[[ TEXT open ]]

Mexico is a significant pharmaceutical market with evolving Regulatory requirements governed by the Federal Commission for Protection against Health Risks (Cofepris). However, foreign pharmaceutical companies entering this market face Regulatory hurdles that can impact market entry and growth.
Here are six key Regulatory challenges in Mexico's pharmaceutical landscape and strategies to overcome them:
1. Market Access and Financing
Innovative medicines often face challenges in gaining inclusion in the national formulary, which determines the reimbursement of medicines by public institutions.
How to Overcome It:
- Engage with local authorities to understand the national formulary's evaluation criteria.
- Develop a market access strategy that aligns with managed entry agreements and value-based pricing models.
- Explore partnerships with stakeholders to navigate reimbursement complexities.

[[ TEXT closed ]]
[[ GIVEN RECORDS open ]]

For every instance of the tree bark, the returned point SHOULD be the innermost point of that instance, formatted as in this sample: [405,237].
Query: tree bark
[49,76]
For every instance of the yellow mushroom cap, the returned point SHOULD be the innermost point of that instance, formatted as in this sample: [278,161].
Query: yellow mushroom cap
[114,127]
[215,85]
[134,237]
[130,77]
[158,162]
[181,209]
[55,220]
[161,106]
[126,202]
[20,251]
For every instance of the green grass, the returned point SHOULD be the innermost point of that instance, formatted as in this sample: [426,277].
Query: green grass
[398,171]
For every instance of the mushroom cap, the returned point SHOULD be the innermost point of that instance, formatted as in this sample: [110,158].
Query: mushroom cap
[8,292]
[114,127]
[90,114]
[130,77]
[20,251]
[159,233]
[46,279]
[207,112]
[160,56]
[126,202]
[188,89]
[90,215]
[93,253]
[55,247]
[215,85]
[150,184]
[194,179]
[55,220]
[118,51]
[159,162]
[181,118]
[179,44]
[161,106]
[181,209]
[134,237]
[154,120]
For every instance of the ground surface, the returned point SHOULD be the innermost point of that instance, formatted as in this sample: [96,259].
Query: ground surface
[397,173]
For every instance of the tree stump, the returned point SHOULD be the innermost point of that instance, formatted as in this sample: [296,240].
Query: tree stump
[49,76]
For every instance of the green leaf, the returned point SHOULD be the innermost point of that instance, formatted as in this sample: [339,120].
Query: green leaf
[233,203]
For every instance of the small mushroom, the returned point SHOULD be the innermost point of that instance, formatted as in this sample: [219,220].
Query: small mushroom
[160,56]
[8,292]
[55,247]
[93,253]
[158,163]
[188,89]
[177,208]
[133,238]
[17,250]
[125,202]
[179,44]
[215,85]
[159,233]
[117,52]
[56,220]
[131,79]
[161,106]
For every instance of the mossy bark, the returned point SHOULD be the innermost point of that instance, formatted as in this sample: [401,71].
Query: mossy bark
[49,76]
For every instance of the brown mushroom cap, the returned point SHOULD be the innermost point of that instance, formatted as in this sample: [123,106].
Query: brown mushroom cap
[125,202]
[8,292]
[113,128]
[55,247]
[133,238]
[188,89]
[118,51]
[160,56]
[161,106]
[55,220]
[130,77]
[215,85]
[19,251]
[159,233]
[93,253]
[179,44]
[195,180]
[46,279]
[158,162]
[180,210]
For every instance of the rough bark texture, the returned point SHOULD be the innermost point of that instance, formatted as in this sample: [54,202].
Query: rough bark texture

[[ GIVEN RECORDS closed ]]

- _TASKS TO CARRY OUT_:
1. In the text on Mexico's pharmaceutical regulations, copy the passage starting at "Here are six" and ending at "formulary's evaluation criteria.".
2. List every strategy given under "How to Overcome It" in the text on Mexico's pharmaceutical regulations.

- _ANSWERS TO EACH TASK_:
1.
Here are six key Regulatory challenges in Mexico's pharmaceutical landscape and strategies to overcome them:
1. Market Access and Financing
Innovative medicines often face challenges in gaining inclusion in the national formulary, which determines the reimbursement of medicines by public institutions.
How to Overcome It:
- Engage with local authorities to understand the national formulary's evaluation criteria.

2.
- Engage with local authorities to understand the national formulary's evaluation criteria.
- Develop a market access strategy that aligns with managed entry agreements and value-based pricing models.
- Explore partnerships with stakeholders to navigate reimbursement complexities.